▸ DESCRIPTION OF THE TASK
An exact, complete copy of the data that follows is needed.

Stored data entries
*** Block opens ***
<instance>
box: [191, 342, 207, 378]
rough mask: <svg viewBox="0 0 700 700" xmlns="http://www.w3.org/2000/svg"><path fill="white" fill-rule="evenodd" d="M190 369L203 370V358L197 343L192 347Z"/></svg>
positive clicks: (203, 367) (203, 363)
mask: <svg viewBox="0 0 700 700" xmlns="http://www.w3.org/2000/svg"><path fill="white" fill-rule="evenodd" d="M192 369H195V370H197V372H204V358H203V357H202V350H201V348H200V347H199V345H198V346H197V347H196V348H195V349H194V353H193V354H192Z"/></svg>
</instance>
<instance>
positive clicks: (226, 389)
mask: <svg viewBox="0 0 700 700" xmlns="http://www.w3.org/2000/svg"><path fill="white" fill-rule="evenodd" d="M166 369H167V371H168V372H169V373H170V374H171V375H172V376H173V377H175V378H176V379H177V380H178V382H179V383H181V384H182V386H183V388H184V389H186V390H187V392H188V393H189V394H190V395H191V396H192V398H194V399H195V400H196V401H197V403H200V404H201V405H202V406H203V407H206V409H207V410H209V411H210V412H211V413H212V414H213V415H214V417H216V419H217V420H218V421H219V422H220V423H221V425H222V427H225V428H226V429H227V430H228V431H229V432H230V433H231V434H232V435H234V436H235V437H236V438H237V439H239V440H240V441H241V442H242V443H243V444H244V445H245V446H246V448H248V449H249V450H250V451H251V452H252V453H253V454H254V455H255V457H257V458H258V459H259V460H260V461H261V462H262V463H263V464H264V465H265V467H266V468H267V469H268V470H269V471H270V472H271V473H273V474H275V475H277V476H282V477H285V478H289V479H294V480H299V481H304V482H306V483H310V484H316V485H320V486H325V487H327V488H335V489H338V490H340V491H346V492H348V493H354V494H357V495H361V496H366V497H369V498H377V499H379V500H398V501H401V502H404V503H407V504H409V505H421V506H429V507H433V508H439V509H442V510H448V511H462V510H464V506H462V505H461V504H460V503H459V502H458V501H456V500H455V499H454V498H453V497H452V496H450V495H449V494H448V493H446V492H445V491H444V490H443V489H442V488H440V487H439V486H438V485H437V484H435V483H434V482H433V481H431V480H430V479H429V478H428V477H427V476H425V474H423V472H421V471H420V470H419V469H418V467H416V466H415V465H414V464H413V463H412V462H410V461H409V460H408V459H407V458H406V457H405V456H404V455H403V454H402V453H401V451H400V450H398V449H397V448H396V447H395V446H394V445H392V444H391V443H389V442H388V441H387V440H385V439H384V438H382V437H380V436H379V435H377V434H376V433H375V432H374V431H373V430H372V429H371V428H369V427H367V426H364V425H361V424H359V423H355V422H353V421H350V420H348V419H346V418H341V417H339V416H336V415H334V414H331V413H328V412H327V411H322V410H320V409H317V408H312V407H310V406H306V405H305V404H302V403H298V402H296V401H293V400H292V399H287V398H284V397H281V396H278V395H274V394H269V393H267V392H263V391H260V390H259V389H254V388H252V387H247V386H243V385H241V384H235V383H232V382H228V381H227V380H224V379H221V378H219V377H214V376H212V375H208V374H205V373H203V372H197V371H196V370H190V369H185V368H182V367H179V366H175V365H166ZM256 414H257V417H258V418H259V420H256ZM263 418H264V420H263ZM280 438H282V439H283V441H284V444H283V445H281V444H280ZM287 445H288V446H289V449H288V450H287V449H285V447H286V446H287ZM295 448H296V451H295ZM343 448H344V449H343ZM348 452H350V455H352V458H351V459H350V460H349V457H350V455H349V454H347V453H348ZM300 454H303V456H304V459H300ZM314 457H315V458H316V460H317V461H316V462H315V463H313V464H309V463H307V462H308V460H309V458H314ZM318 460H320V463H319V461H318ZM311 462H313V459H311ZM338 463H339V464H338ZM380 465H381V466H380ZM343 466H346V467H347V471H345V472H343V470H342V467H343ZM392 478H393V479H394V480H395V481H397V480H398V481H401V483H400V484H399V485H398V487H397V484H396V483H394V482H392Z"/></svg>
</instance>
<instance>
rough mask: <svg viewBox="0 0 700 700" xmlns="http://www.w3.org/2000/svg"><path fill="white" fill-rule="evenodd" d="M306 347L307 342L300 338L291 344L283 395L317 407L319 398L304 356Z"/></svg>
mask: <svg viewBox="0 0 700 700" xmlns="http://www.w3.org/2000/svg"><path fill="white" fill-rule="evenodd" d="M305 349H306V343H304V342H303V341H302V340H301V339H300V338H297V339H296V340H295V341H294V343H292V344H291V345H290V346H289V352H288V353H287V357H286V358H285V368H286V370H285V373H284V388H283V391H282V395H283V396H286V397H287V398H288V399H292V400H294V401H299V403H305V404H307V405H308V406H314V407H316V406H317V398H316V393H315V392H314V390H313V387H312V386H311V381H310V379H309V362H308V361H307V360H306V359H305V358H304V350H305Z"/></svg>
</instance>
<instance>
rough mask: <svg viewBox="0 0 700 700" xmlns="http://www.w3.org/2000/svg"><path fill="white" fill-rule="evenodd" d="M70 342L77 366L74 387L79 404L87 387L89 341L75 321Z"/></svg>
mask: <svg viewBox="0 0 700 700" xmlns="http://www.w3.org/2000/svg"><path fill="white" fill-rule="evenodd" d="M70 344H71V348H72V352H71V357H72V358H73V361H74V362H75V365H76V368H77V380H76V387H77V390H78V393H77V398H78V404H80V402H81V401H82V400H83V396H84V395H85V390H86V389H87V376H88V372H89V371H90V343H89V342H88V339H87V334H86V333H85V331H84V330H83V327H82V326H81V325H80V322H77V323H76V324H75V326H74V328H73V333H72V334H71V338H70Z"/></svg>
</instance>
*** Block closes ***
▸ TASK SOLUTION
<instance>
box: [191, 342, 207, 378]
rough mask: <svg viewBox="0 0 700 700" xmlns="http://www.w3.org/2000/svg"><path fill="white" fill-rule="evenodd" d="M190 369L203 370V358L197 343L192 347Z"/></svg>
positive clicks: (203, 367) (203, 363)
mask: <svg viewBox="0 0 700 700" xmlns="http://www.w3.org/2000/svg"><path fill="white" fill-rule="evenodd" d="M192 369H195V370H197V372H204V358H203V357H202V350H201V348H200V347H199V345H198V346H197V347H196V348H195V349H194V353H193V354H192Z"/></svg>
</instance>
<instance>
positive clicks: (226, 389)
mask: <svg viewBox="0 0 700 700" xmlns="http://www.w3.org/2000/svg"><path fill="white" fill-rule="evenodd" d="M166 369H167V371H168V372H169V373H170V374H171V375H172V376H173V377H175V378H176V379H177V380H178V382H179V383H181V384H182V386H183V388H184V389H186V390H187V392H188V393H189V394H190V395H191V396H192V398H194V399H195V400H196V401H197V403H200V404H201V405H202V406H203V407H206V409H207V410H209V411H210V412H211V413H212V414H213V415H214V417H216V419H217V420H218V421H219V422H220V423H221V425H222V427H225V428H226V429H227V430H228V431H229V432H230V433H231V434H232V435H234V436H235V437H236V438H237V439H239V440H240V441H241V442H242V443H243V444H244V445H245V446H246V448H248V449H249V450H250V451H251V452H252V453H253V454H254V455H255V457H257V458H258V459H259V460H260V461H261V462H262V463H263V464H264V465H265V467H266V468H267V469H268V470H269V471H270V472H271V473H273V474H275V475H277V476H282V477H285V478H289V479H294V480H299V481H304V482H306V483H310V484H316V485H320V486H325V487H327V488H335V489H338V490H340V491H346V492H348V493H354V494H357V495H361V496H366V497H369V498H377V499H379V500H398V501H401V502H404V503H407V504H409V505H421V506H429V507H433V508H439V509H442V510H448V511H462V510H464V506H462V505H461V504H460V503H459V502H458V501H456V500H455V499H454V498H453V497H452V496H450V495H449V494H448V493H446V492H445V491H444V490H443V489H442V488H440V487H439V486H438V485H437V484H435V483H434V482H433V481H431V480H430V479H429V478H428V477H427V476H425V474H423V472H421V471H420V470H419V469H418V467H416V466H415V465H414V464H413V463H412V462H410V461H409V460H408V459H407V458H406V457H405V456H404V455H403V454H402V453H401V451H400V450H398V449H397V448H396V447H395V446H394V445H392V444H391V443H389V442H388V441H387V440H385V439H384V438H382V437H380V436H379V435H377V434H376V433H375V432H374V431H373V430H372V429H371V428H369V427H367V426H364V425H361V424H359V423H355V422H353V421H350V420H348V419H346V418H341V417H339V416H336V415H334V414H331V413H328V412H327V411H322V410H320V409H317V408H312V407H310V406H306V405H305V404H302V403H298V402H296V401H293V400H292V399H287V398H284V397H281V396H278V395H274V394H269V393H267V392H263V391H260V390H259V389H254V388H252V387H247V386H243V385H241V384H235V383H232V382H228V381H227V380H224V379H221V378H219V377H214V376H212V375H208V374H205V373H203V372H197V371H196V370H190V369H185V368H182V367H179V366H175V365H166ZM256 414H257V417H258V418H259V420H256ZM263 418H264V420H263ZM280 438H282V439H283V441H284V444H283V445H281V444H280ZM287 445H288V446H289V449H288V450H287V449H285V447H286V446H287ZM295 448H296V451H295ZM343 448H344V449H343ZM348 452H350V455H352V458H351V459H350V460H349V457H350V455H349V454H347V453H348ZM300 454H303V456H304V459H300ZM314 457H315V458H316V460H317V461H316V462H315V463H313V464H309V463H307V462H308V460H309V458H314ZM318 460H320V463H319V461H318ZM311 462H313V459H311ZM338 463H339V464H338ZM380 465H381V466H380ZM343 466H346V467H347V471H345V472H343V470H342V467H343ZM392 478H393V479H394V480H395V481H397V480H398V481H401V483H400V484H399V485H398V487H397V484H396V483H394V482H392Z"/></svg>
</instance>
<instance>
rough mask: <svg viewBox="0 0 700 700" xmlns="http://www.w3.org/2000/svg"><path fill="white" fill-rule="evenodd" d="M306 347L307 342L300 338L291 344L283 395L317 407L319 398L304 356Z"/></svg>
mask: <svg viewBox="0 0 700 700" xmlns="http://www.w3.org/2000/svg"><path fill="white" fill-rule="evenodd" d="M305 349H306V343H304V342H303V341H302V340H301V339H300V338H297V339H296V340H295V341H294V343H292V344H291V345H290V346H289V352H288V353H287V357H286V358H285V368H286V370H285V373H284V388H283V391H282V395H283V396H286V397H287V398H288V399H292V400H294V401H299V403H305V404H307V405H308V406H314V407H316V406H317V398H316V393H315V392H314V390H313V387H312V386H311V381H310V379H309V362H308V361H307V360H306V359H305V358H304V350H305Z"/></svg>
</instance>
<instance>
rough mask: <svg viewBox="0 0 700 700" xmlns="http://www.w3.org/2000/svg"><path fill="white" fill-rule="evenodd" d="M70 342L77 366L74 387L79 404L87 387L89 341L75 321Z"/></svg>
mask: <svg viewBox="0 0 700 700" xmlns="http://www.w3.org/2000/svg"><path fill="white" fill-rule="evenodd" d="M70 344H71V348H72V352H71V357H72V358H73V361H74V362H75V365H76V368H77V380H76V387H77V390H78V393H77V398H78V404H80V402H81V401H82V400H83V396H84V395H85V390H86V389H87V376H88V372H89V371H90V343H89V342H88V339H87V334H86V333H85V331H84V330H83V327H82V326H81V325H80V322H77V323H76V324H75V326H74V328H73V333H72V334H71V338H70Z"/></svg>
</instance>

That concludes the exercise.